TEXT FOR ANALYSIS:
ImageAnalysisResult should be defined at the top level of the file (outside of ContentView).
The analysis results using this ImageAnalysisResult are as follows. Add action2() to ContentView and switch the button action from action1 to action2 to verify.
func action2() {
// Check if the device supports Apple Intelligence
guard SystemLanguageModel.default.isAvailable else {
text = "Apple Intelligence is not available"
return
}
let session = LanguageModelSession()
Task {
// Image to be analyzed
let uiImage = UIImage(named: "SampleImage")
// Convert UIImage → CGImage (UIImage cannot be passed directly to Attachment)
guard let cgImage = uiImage?.cgImage else {
text = "Failed to load image"
return
}
do {
let response = try await session.respond(
generating: ImageAnalysisResult.self
) {
"Please analyze this image. Please explain in Japanese."
Attachment(cgImage)
}
print(response.content.description)
print(response.content.detectedObjects)
print(response.content.dominantColors)
} catch {
text = "Error: \(error.localizedDescription)"
print("Error: \(error)\n\(String(reflecting: error))")
}
}
}
The following analysis results were obtained.
A person holding a Chihuahua dog.
["dog", "human"]
["black", "brown", "green"]
Verification
In the current beta version, image analysis does not work in the simulator, so verification must be done on a physical device (see Troubleshooting for details).

CHECK YOUR UNDERSTANDING:
• 1. In the write-up on image analysis with Apple Intelligence, where should ImageAnalysisResult be defined?
• 2. Carry on the write-up on image analysis with Apple Intelligence, starting right after its final sentence.

LISTED RECORDS:
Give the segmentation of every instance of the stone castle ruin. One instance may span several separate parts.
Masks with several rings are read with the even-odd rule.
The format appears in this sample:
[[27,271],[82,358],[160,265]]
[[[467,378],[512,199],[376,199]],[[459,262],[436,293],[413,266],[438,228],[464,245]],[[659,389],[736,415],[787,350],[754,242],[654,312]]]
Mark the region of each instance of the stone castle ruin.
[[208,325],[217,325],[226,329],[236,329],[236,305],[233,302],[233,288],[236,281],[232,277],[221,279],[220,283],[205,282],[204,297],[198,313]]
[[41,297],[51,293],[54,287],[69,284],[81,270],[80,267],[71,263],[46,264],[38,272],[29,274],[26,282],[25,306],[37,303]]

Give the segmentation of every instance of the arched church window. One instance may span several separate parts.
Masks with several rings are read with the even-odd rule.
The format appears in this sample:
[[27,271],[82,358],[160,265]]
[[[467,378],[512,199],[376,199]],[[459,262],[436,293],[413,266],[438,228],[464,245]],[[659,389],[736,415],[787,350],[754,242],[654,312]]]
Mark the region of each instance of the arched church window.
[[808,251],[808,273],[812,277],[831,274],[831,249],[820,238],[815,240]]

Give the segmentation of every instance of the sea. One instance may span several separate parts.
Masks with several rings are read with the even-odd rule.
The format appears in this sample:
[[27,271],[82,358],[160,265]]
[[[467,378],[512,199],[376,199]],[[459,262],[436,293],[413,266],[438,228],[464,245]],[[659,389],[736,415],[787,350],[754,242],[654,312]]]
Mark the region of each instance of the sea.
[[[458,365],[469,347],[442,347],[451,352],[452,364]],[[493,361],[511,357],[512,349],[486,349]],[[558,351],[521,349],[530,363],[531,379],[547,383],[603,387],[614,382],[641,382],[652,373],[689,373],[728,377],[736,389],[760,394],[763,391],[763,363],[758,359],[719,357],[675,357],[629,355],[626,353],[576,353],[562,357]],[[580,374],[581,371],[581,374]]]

ANSWERS FOR THIS EXERCISE:
• 1. At the top level of the file, outside of ContentView.

• 2.
Confirm in advance that Apple Intelligence is enabled on the physical device.
- Open the Settings app → "Apple Intelligence & Siri" → Turn on "Apple Intelligence"
- Confirm that the language and region is set to a supported language such as English (US)
- Wait for the model download to complete
Once the above preparations are complete, tapping the button will return a response after a few seconds. Since processing is done on-device, no communication to external networks occurs.
Notes
Input Image Size
Since the framework automatically performs scaling and color conversion before sending to the model, pre-conversion is not necessary. However, since larger images consume more tokens, caution is needed for large images from the perspective of response speed and context window.
Japanese Prompts
Writing prompts in Japanese will work, but the language of the response depends on the instructions in the prompt. If you want a response in Japanese, it is best to explicitly state "Please answer in Japanese."
Troubleshooting
ModelManagerError 1001 Occurs
When running on the iOS Simulator, the following error occurred.
Error Domain=FoundationModels.LanguageModelError Code=-1
└─ ModelManagerServices.ModelManagerError Code=1001
This occurs when the Vision model component does not exist. Since SystemLanguageModel.default.isAvailable only checks the readiness of the text generation model, this can occur with Vision features even when this check passes.
In the current beta version, Vision features including image analysis do not work in the Simulator. This can be resolved by testing on a physical device.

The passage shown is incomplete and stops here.